» GOAL OF THE EXERCISE: All of the data below should be written out exactly.

--- DATA FOR THE TASK ---

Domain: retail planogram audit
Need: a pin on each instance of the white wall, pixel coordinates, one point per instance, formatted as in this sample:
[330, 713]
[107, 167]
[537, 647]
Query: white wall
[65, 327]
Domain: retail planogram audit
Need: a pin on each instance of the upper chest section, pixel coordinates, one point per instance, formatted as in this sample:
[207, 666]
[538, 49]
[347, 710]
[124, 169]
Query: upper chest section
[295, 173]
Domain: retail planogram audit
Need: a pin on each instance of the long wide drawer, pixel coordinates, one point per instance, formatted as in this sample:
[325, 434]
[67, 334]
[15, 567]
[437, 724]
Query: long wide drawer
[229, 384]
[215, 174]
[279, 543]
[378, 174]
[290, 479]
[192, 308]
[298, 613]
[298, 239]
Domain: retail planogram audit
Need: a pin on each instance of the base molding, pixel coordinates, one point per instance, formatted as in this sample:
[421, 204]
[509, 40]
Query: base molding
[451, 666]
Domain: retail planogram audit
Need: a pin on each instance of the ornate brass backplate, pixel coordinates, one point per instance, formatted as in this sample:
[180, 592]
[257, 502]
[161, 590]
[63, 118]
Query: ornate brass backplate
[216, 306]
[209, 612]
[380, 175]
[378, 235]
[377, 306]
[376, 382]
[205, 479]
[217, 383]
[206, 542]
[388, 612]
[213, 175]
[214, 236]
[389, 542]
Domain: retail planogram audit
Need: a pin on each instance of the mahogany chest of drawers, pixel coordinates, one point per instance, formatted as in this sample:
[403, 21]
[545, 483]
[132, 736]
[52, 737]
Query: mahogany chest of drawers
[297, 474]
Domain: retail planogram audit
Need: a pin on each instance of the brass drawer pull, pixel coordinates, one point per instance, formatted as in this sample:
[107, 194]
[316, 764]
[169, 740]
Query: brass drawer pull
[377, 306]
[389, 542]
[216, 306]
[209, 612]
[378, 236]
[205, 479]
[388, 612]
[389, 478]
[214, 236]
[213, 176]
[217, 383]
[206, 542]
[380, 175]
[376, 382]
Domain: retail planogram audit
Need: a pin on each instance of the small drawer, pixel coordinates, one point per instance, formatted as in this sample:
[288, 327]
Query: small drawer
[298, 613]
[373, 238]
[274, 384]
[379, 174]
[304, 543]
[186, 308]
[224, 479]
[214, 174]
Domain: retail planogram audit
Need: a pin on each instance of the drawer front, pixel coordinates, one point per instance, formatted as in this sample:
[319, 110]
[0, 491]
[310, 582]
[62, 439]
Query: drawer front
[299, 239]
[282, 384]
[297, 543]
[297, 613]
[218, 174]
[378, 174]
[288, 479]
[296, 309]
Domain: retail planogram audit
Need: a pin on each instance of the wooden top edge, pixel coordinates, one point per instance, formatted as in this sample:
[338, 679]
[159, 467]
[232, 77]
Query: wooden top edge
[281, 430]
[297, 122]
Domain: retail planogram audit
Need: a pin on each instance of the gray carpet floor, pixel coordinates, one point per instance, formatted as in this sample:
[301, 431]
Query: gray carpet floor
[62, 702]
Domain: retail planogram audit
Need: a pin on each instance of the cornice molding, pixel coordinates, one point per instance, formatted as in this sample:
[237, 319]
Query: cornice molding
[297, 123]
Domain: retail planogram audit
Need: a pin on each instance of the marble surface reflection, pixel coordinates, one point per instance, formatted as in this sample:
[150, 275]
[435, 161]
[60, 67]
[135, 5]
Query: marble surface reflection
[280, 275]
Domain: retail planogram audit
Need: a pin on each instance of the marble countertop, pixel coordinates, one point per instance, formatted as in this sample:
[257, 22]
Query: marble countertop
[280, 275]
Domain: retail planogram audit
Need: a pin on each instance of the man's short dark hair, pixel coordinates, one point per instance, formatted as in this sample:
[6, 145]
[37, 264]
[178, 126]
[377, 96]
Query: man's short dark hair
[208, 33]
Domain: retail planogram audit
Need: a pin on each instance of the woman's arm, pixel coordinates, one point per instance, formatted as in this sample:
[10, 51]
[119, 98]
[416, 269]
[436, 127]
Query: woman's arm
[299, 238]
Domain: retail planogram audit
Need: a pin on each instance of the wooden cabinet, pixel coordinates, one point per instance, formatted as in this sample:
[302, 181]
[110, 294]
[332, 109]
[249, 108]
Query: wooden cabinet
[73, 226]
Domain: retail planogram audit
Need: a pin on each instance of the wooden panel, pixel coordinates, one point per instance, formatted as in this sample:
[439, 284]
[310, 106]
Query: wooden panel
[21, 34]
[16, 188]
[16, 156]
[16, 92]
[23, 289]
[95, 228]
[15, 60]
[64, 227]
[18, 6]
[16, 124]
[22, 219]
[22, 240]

---

» RESULT:
Domain: retail planogram audit
Need: a pin on each instance of the white wall, pixel coordinates, one point per instance, formatted as in this sample:
[330, 713]
[107, 167]
[537, 647]
Query: white wall
[65, 327]
Domain: retail planogram audit
Need: a pin on each instance of the upper chest section, pixel coordinates, one point per instance, formatted as in this sample:
[207, 666]
[538, 49]
[347, 710]
[124, 169]
Query: upper chest section
[295, 173]
Domain: retail planogram audit
Need: a pin on each instance of the long wide drawer, pixel coordinates, one point per instance, formatted as in this sample:
[325, 434]
[67, 334]
[15, 567]
[437, 724]
Query: long wide drawer
[229, 384]
[215, 174]
[279, 543]
[378, 174]
[290, 479]
[192, 308]
[298, 613]
[298, 239]
Domain: retail planogram audit
Need: a pin on each instance of the base molding, pixel coordinates, one point per instance, formatted as in this sample:
[421, 204]
[509, 40]
Query: base molding
[451, 666]
Domain: retail planogram audit
Need: a pin on each instance of the ornate brass backplate, pixel coordinates, one point per instance, formatted as in this sample:
[180, 592]
[257, 502]
[161, 590]
[63, 118]
Query: ornate brass backplate
[216, 306]
[209, 612]
[380, 175]
[378, 235]
[377, 306]
[376, 382]
[205, 479]
[217, 383]
[206, 542]
[388, 612]
[213, 175]
[214, 236]
[389, 542]
Domain: retail planogram audit
Need: a pin on each instance of the mahogany chest of drawers, pixel coordinates, one point per instance, formatted as in this sample:
[403, 21]
[545, 483]
[132, 736]
[52, 737]
Query: mahogany chest of drawers
[297, 474]
Domain: retail planogram audit
Need: a pin on each instance of the brass drawer pull, pixel coordinates, one point per instance, formatted as in this sample:
[107, 194]
[316, 764]
[169, 740]
Query: brass drawer pull
[377, 306]
[389, 542]
[216, 306]
[209, 612]
[378, 236]
[205, 479]
[388, 612]
[389, 478]
[214, 236]
[213, 176]
[217, 383]
[206, 542]
[380, 175]
[376, 382]
Domain: retail planogram audit
Need: a pin on each instance of the small drawer, pixel coordinates, one point per instance, formatted as in this sample:
[288, 327]
Query: small drawer
[298, 613]
[373, 238]
[274, 384]
[379, 174]
[304, 543]
[186, 308]
[224, 479]
[214, 174]
Domain: retail planogram audit
Need: a pin on each instance of the drawer front, pixel coordinates, one point per instance, formatted as in this sample:
[319, 110]
[0, 491]
[310, 582]
[62, 439]
Query: drawer front
[299, 239]
[282, 384]
[297, 543]
[297, 613]
[218, 174]
[378, 174]
[288, 479]
[296, 309]
Domain: retail planogram audit
Need: a pin on each instance of the wooden top edge, pixel coordinates, one point per instance, formatted as in this sample:
[338, 679]
[159, 467]
[232, 77]
Query: wooden top edge
[281, 430]
[297, 122]
Domain: retail planogram audit
Need: a pin on each instance of the gray carpet floor, pixel coordinates, one point per instance, formatted as in this sample:
[301, 431]
Query: gray carpet floor
[62, 702]
Domain: retail planogram audit
Need: a pin on each instance of the cornice molding, pixel coordinates, one point per instance, formatted as in this sample:
[237, 319]
Query: cornice molding
[297, 123]
Domain: retail planogram audit
Need: a pin on each instance of the marble surface reflection, pixel coordinates, one point per instance, formatted as in this sample:
[150, 275]
[435, 161]
[60, 67]
[135, 5]
Query: marble surface reflection
[280, 275]
Domain: retail planogram audit
Need: a pin on each instance of the marble countertop, pixel coordinates, one point per instance, formatted as in this sample:
[257, 22]
Query: marble countertop
[280, 275]
Domain: retail planogram audit
Need: a pin on each instance of the man's short dark hair, pixel coordinates, one point per instance, formatted as in this sample:
[6, 145]
[37, 264]
[178, 126]
[377, 96]
Query: man's short dark hair
[208, 33]
Domain: retail planogram audit
Need: a pin on each instance of the woman's arm, pixel coordinates, one point per instance, formatted as in this sample:
[10, 51]
[119, 98]
[416, 269]
[436, 127]
Query: woman's arm
[299, 238]
Domain: retail planogram audit
Need: a pin on each instance of the wooden cabinet, pixel coordinates, one point per instance, formatted as in this sample:
[302, 181]
[110, 294]
[332, 109]
[249, 108]
Query: wooden cabinet
[73, 226]
Domain: retail planogram audit
Need: a pin on each instance of the wooden panel, pixel coordinates, one point per instance, formatted as in this sample:
[439, 284]
[310, 106]
Query: wooden panel
[21, 34]
[16, 188]
[16, 156]
[16, 92]
[23, 289]
[95, 228]
[15, 60]
[64, 227]
[18, 6]
[16, 124]
[22, 219]
[22, 240]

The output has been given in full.